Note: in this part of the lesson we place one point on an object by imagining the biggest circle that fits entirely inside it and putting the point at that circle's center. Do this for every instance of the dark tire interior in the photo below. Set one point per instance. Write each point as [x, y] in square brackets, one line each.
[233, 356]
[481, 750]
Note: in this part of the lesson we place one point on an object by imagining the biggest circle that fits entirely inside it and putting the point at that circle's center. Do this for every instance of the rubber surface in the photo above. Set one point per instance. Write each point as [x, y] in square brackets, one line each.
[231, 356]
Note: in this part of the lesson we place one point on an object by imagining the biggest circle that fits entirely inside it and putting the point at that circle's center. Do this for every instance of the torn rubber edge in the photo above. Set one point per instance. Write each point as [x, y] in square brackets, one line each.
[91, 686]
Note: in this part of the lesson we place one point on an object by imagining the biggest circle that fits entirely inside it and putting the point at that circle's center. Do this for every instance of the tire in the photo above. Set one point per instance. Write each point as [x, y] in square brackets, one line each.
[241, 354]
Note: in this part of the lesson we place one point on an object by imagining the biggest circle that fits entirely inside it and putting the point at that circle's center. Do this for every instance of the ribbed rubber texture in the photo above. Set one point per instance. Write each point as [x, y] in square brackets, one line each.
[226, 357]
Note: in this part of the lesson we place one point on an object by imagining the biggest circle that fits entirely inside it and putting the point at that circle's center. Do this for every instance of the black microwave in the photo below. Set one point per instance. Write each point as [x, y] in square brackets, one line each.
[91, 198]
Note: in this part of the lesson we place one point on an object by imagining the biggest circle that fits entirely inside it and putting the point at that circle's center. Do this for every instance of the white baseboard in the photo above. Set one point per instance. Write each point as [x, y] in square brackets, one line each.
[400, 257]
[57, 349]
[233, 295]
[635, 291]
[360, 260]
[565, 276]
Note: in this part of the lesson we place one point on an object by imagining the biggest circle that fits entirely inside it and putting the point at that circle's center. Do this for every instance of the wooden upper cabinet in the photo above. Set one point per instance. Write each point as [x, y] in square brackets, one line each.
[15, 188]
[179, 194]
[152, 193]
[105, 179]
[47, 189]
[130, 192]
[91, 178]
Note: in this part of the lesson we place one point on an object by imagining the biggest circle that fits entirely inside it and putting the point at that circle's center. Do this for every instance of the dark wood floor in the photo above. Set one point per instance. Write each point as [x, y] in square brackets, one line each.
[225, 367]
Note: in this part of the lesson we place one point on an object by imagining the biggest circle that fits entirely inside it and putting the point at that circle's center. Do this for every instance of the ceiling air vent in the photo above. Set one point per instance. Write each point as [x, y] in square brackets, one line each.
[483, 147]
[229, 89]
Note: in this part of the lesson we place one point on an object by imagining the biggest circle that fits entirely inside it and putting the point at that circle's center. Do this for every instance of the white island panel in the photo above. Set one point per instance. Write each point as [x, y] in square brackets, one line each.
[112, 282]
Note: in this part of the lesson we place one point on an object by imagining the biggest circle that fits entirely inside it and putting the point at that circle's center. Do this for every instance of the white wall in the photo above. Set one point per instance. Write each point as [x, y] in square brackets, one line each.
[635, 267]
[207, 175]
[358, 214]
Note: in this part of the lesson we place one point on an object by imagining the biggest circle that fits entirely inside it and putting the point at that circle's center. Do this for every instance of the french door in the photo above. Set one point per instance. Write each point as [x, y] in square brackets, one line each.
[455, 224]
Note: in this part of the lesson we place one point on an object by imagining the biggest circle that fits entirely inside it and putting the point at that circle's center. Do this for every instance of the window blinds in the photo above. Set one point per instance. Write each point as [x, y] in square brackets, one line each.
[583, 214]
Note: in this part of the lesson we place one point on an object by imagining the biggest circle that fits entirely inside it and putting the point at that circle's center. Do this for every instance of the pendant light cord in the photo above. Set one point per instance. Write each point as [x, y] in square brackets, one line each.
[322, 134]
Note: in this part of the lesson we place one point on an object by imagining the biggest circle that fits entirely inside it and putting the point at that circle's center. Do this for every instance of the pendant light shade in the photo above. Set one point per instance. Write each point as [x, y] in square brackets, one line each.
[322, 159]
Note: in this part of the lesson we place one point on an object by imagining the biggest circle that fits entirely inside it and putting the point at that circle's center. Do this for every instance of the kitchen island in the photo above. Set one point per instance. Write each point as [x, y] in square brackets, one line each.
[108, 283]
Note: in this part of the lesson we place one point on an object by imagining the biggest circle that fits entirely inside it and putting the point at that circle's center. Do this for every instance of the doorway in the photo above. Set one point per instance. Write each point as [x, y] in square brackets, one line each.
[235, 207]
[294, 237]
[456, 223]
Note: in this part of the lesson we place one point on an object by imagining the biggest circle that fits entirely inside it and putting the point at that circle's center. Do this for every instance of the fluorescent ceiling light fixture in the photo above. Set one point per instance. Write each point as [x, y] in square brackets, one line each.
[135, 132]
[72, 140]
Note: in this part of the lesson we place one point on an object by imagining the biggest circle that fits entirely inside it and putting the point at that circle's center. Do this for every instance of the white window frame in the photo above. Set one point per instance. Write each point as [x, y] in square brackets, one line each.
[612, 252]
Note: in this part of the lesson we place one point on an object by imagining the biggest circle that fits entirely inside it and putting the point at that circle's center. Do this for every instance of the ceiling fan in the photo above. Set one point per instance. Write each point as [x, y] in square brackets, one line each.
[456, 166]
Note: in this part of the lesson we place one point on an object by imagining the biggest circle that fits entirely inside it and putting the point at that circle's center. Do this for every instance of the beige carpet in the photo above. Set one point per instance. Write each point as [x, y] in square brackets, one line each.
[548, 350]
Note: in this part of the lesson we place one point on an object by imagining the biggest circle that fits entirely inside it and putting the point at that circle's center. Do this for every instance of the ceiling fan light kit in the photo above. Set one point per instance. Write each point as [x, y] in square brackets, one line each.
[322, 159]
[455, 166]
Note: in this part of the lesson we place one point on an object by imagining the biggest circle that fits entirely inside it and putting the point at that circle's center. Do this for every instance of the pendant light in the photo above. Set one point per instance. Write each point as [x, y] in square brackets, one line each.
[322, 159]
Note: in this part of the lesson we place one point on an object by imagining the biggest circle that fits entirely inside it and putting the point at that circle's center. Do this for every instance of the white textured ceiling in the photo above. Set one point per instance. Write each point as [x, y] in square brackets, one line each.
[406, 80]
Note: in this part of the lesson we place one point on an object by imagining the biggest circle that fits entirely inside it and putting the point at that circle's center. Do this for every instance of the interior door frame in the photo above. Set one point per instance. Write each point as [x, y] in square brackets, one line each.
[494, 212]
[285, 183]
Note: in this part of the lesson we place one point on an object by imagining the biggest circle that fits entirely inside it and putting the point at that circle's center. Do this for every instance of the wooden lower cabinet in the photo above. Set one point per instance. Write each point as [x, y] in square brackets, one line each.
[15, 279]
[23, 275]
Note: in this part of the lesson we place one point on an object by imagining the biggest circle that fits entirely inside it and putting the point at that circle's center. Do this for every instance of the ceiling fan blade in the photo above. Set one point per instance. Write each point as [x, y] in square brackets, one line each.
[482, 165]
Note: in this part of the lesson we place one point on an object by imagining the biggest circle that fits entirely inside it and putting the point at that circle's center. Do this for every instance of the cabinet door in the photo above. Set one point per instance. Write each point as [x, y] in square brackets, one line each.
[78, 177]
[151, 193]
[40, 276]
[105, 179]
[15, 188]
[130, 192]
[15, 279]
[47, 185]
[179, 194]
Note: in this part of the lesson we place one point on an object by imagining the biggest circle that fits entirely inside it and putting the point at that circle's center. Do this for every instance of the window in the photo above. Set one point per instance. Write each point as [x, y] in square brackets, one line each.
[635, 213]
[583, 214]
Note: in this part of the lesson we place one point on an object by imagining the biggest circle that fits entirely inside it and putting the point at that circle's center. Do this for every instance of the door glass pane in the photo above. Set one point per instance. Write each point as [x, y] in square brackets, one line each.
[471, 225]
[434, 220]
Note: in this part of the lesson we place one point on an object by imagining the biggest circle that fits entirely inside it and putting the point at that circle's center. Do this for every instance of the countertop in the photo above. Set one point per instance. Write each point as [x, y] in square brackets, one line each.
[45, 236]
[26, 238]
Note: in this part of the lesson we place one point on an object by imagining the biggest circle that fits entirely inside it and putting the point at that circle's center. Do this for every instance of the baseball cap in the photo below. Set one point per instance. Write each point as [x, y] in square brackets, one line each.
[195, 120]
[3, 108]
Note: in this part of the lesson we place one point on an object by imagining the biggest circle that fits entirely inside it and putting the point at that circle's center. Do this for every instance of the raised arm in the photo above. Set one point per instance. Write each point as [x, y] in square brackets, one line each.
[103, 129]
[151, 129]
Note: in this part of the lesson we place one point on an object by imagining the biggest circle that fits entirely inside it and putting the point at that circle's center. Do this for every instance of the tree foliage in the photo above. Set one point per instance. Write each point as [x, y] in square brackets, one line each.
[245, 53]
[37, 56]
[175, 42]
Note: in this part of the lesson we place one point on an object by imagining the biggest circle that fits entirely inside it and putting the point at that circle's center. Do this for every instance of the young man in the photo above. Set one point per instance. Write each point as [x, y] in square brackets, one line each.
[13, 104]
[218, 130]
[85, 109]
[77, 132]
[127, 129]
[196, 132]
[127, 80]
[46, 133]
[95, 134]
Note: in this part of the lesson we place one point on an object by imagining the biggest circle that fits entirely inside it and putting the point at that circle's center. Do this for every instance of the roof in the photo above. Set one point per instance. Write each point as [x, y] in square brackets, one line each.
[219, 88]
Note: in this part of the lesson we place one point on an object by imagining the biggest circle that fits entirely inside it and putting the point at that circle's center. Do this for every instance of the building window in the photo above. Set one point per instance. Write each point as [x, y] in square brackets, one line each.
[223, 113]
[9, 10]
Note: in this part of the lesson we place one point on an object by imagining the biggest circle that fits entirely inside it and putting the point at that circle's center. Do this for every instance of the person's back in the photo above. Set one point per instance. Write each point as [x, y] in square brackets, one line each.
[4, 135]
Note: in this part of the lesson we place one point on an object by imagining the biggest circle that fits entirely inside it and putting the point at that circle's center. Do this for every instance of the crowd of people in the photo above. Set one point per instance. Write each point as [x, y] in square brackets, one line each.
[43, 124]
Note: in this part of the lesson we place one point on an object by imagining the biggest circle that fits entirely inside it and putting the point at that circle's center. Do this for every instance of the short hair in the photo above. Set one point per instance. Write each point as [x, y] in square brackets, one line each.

Work task: Your answer should consist solely of the lines from the one containing "of the person's" through the last line of the listing, written out word for word.

Response to this task:
Note: in this part of the lesson we place one point on an object by imagining the biggest circle that fits entirely inside it and putting the point at that circle's center. Do this for every instance of the person's back in the photo above. Set one point per instance. Write each point as [x, y] in square brackets, one line each.
[4, 135]
Note: in this part of the lesson we place one point on an object by imagining the biggest circle that fits entirely inside it and putting the point at that circle's center. Do this for every instance of the crowd of people in the photo above. Set one point per instance. Write each point as [x, y] in square brackets, one line each.
[43, 124]
Note: in this part of the lesson we place one point on an object by imagining the biggest circle that fits entirely inside it and putting the point at that circle's center. Do this for every instance of the short hair in the photo above. Set one point per instance. Write each point as [x, y] in square brackets, one line each.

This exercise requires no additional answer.